## [Direction]
Copy all of the material below line for line, leaving every word, number, and mark of punctuation unchanged.

** START OF Input data **

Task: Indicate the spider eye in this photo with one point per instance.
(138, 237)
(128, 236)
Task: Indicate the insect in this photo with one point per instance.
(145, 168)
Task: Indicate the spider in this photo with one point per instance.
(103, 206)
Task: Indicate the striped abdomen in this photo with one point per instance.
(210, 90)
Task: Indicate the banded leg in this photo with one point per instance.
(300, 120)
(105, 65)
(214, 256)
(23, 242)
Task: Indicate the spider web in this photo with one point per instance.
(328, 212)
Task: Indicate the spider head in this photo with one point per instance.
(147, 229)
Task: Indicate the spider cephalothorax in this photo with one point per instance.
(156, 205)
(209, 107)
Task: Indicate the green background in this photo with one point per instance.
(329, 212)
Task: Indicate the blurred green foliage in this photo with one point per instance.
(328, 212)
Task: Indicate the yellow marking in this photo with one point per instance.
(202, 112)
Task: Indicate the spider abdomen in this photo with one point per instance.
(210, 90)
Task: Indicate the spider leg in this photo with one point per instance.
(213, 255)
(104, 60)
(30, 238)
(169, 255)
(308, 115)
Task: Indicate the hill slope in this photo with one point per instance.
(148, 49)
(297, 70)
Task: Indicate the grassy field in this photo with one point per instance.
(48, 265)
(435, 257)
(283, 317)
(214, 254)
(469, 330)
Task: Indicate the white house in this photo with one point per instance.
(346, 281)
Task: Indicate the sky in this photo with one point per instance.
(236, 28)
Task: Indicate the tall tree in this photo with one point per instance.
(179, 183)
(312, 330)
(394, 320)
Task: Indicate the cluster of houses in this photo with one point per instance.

** END OF Input data **

## [Reply to the task]
Task: Indicate the spider eye in this photo with one point per instance.
(138, 237)
(128, 236)
Task: Indicate the insect in this photo with one point per instance.
(145, 168)
Task: Indicate the spider in this photo with one point per instance.
(103, 206)
Task: Indicate the striped abdomen in this photo with one point per instance.
(210, 90)
Task: Indicate the banded leg in this photo with one point per instance.
(300, 120)
(105, 65)
(214, 256)
(23, 242)
Task: Indicate the spider web in this photo with one point per instance.
(328, 212)
Task: Indicate the spider head in this photo with one point per instance.
(147, 229)
Task: Indicate the spider cephalothorax in this photo with one point per instance.
(156, 205)
(209, 107)
Task: Indicate the green background in this photo with one point per instance.
(329, 212)
Task: Indicate the blurred green foliage in this photo with one point per instance.
(328, 212)
Task: Indicate the yellow marking in this photo with one point per instance.
(202, 112)
Task: Indicate the spider abdomen in this photo with one point per instance.
(210, 90)
Task: Indicate the spider leg in this photo with one point per instance.
(213, 255)
(104, 60)
(30, 238)
(169, 255)
(308, 115)
Task: Indicate the hill slope in this photo with one point per instance.
(148, 49)
(297, 70)
Task: Indicate the grassy field in this photo with one point per instance.
(48, 265)
(435, 257)
(283, 317)
(214, 254)
(469, 330)
Task: Indicate the white house in this photo with one point per instance.
(346, 281)
Task: Indicate the sky in this photo with one point per instance.
(236, 28)
Task: Indicate the tall tree in this photo with one point per instance.
(179, 183)
(312, 330)
(394, 320)
Task: Indicate the cluster of houses in this photo with one point per instance.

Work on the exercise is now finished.